### Исходный текст
'''
Возможно, я старый ворчун. Но лет в пять-шесть мои дети были в восторге, когда я их приводил на рынок.
А чем восторгаться в супермаркете? Кочаны капусты здесь не лежат в большой корзине, откуда их можно взять, взвесить на руке, понюхать. Они завернуты в целлофан, как зеленая фасоль, персики, рыба.
И все здесь на десять процентов дешевле? Я остаюсь скептиком. Крупные компании, банки умеют считать лучше, чем крестьянин из соседней деревни. В супермаркете нет никого, с кем можно поговорить. Зайдите. Возьмите тележку. Наполните ее консервами и замороженными продуктами.
Выйти можете через любой из семи, восьми, десяти проходов, в которых стоят кассы.
На миг мне вспомнилась моя утренняя прогулка. Днем я обычно гуляю на природе, а сегодня утром совершил прогулку по улочке, которую некогда назвали бы торговой: на ней две мясные лавки; зеленщики выставляют лотки с овощами, фруктами; торговцы знают каждого клиента и его вкусы.
Очень сомневаюсь, что мои внуки познают подобную радость, несмотря на предвыборные речи в Бурбонском дворце.
Супермаркет когда-нибудь заменит теплое человеческое общение торговых улиц Лепик, Сент-Антуан и многих других. Даже тележки, с которых идет торговля в разнос, не сегодня-завтра исчезнут с парижских улиц.
И тогда первые этажи домов займут офисы, в основном туристские.
– Посмотрите Багдад… Посетите Гонконг…
И люди поедут за пять-шесть тысяч километров осматривать базары.
Того же дня
Часом позже. Весь этот час я, читая утреннюю газету, думал о прежних рынках, а также о тех, что пока еще существуют, но долго не протянут.
Рынок или торговая улица – это не только пестрое жизнерадостное зрелище, где люди ощущают близость друг к другу, но и контакт с природой, сведенный нынче к дням уикэнда.
В Льеже между фруктовым рынком и овощным было метров пятьдесят. Там стоял такой запах, какого я никогда больше не вдыхал: пахло дынями, и покупатели, прежде чем купить, нюхали их, пахло сливами, абрикосами, яблоками – их перерабатывали на консервы.
На овощном рынке цветная капуста была прекрасна, как настоящие цветы, а стручки фасоли – такого нежного и ясного зеленого цвета, что так и тянуло их погрызть.
И все это исчезнет? Уверен. Когда открыли первый универсальный магазин типа «Галереи Лафайета», Золя написал о нем роман[48]48
Сименон имеет в виду роман «Дамское счастье» (1882), работая над которым Э. Золя опирался на историю возникновения первых больших парижских универсальных магазинов «Лувр», «Бон-Марше» и других.
[Закрыть]. Продавали там только товары для женщин: платья, шелка, хлопчатобумажные ткани. Но Золя прозрел в нем ад.
Рынки, торговые улицы имели, а сохранившиеся и до сих пор имеют одно преимущество: они способствуют общению между жителями квартала. Не только общению с продавцами, но и между покупателями. В очереди люди обмениваются мыслями, иногда кулинарными рецептами, часто сплетнями. Не заменяло ли это с успехом радио и телевидение?
'''
### Сохранённые записи
'''
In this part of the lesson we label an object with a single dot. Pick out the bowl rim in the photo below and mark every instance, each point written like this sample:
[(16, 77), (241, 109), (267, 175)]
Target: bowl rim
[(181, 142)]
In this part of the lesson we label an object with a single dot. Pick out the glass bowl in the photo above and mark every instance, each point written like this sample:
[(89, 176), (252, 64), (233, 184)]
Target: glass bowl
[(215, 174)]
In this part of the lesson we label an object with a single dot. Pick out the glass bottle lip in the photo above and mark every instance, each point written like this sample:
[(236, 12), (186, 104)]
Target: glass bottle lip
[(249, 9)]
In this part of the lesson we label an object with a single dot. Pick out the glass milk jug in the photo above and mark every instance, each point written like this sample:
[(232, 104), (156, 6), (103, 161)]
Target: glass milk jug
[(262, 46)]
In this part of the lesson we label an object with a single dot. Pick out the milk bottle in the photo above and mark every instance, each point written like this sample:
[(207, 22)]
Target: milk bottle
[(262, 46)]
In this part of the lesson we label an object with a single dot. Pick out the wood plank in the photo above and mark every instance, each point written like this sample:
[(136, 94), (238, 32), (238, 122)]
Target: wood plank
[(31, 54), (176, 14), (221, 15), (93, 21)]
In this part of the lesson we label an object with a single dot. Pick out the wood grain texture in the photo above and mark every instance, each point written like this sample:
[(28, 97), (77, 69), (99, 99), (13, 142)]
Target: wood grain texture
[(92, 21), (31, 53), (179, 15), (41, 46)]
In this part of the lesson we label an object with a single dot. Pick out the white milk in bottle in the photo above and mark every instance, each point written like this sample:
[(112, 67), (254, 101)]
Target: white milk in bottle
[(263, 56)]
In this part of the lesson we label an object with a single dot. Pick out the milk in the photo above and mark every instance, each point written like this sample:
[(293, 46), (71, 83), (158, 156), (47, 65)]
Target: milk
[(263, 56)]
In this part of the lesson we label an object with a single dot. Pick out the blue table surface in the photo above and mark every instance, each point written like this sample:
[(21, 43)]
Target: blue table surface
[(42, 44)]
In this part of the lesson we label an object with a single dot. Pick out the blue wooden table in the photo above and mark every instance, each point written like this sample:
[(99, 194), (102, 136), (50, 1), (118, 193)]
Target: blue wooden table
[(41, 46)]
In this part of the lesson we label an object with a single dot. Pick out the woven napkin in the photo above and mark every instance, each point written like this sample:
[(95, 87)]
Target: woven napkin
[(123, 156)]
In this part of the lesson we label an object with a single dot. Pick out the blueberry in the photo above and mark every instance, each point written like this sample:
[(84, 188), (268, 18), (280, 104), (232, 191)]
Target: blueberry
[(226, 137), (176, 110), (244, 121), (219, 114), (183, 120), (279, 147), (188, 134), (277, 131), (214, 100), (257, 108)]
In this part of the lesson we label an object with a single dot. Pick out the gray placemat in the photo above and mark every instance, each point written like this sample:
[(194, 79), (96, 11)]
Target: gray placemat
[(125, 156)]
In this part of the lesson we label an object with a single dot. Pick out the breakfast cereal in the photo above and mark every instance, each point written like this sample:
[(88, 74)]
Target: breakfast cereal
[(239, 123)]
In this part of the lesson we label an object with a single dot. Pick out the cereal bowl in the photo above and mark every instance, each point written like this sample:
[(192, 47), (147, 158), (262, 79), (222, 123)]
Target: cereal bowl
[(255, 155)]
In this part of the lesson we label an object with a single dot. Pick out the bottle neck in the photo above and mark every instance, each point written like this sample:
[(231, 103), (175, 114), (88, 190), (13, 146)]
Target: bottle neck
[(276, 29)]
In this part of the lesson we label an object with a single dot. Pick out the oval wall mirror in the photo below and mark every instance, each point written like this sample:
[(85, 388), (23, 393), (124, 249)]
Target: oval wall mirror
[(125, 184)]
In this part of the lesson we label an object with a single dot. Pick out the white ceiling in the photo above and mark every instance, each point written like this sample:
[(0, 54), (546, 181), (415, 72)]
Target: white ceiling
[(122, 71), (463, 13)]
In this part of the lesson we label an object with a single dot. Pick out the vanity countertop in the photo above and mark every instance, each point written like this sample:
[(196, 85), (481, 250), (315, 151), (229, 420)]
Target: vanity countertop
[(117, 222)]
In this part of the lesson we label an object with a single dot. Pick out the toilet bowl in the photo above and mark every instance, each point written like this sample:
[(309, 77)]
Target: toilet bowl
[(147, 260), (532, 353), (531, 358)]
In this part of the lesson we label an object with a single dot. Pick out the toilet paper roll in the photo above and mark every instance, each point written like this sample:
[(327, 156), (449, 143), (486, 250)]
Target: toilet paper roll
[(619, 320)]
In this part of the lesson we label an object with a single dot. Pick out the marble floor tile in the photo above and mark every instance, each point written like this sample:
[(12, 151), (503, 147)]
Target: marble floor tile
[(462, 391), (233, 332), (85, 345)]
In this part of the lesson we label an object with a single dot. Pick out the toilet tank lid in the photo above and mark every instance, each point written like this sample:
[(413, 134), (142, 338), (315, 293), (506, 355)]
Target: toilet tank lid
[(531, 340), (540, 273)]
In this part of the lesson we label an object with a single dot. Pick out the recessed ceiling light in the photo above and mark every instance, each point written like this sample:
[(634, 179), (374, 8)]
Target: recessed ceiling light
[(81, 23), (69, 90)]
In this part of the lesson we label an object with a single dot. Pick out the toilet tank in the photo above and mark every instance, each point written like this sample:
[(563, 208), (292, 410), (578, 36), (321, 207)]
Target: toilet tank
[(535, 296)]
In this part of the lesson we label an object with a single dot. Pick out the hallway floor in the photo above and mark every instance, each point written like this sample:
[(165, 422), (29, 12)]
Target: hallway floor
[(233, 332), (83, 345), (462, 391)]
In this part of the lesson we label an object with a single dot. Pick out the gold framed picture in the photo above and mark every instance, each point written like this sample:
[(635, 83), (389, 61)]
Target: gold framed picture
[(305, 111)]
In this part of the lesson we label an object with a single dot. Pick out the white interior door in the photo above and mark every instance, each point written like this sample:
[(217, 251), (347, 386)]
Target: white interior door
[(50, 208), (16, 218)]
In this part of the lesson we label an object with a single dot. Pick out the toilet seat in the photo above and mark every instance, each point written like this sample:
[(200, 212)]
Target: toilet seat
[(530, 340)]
'''
### Задания
a: Ответьте на вопросы по тексту о рынках:
(i) Через сколько проходов с кассами, по словам автора, можно выйти из супермаркета?
(ii) Сколько мясных лавок было на улочке, по которой автор гулял утром?
(iii) Какое расстояние было в Льеже между фруктовым рынком и овощным?
b: Повторите дословно отрывок из текста о рынках, начиная со слов «И все это исчезнет?» и заканчивая словами «прозрел в нем ад.».
c: Продолжите текст о рынках, начав сразу после его последнего предложения.

### Ответы по порядку
a:
(i) Через любой из семи, восьми, десяти проходов.
(ii) Две мясные лавки.
(iii) Метров пятьдесят.

b:
И все это исчезнет? Уверен. Когда открыли первый универсальный магазин типа «Галереи Лафайета», Золя написал о нем роман[48]48
Сименон имеет в виду роман «Дамское счастье» (1882), работая над которым Э. Золя опирался на историю возникновения первых больших парижских универсальных магазинов «Лувр», «Бон-Марше» и других.
[Закрыть]. Продавали там только товары для женщин: платья, шелка, хлопчатобумажные ткани. Но Золя прозрел в нем ад.

c:
Неужели у нас отнимут чувство общности, нормальные, неофициальные человеческие отношения? На этих улочках можно было и не знать фамилии своего собеседника или собеседницы. Это могла быть просто седая дама с шиньоном, или пожилой господин с собачкой, или хромоножка, или, на льежском наречии, «воображала» – та, что при покупках словом ни с кем не обмолвится, а к товару даже не притронется: ее сопровождает служанка с корзинкой.
Знаю, во все времена пожилые люди сожалели о прошлом. И всегда происходили какие-то изменения в образе жизни. Увы, на сей раз это уже революция. Так же как в кино – садишься там между двумя незнакомыми, и никто ни с кем словом не перекинется, все сидят, уставившись на экран, и он один говорит за всех.
Неужели в свой черед исчезнут кафе, где играют в карты, на биллиарде, в кости? Исчезнут террасы, с которых разглядывают прохожих? Боюсь, что да.
Уже существуют бары без цинковой стойки, где нет ни столов, ни стульев, куда забегают, чтобы на ходу чего-нибудь выпить или зайти в уборную, бары, где нет человечной, теплой атмосферы.
И вот человек жалуется на одиночество.
15 октября
Человек, несчастный и чудесный маленький человек, исполненный героических порывов, надежд и – так часто – повседневного мужества, которое ничто не может истребить!
Не могу понять, почему он ни разу с тех пор, как существует на земле, не разметал силы, которые объединились против него и превратили в того, кого раньше именовали крепостным, а сейчас – квалифицированным рабочим, то есть в раба.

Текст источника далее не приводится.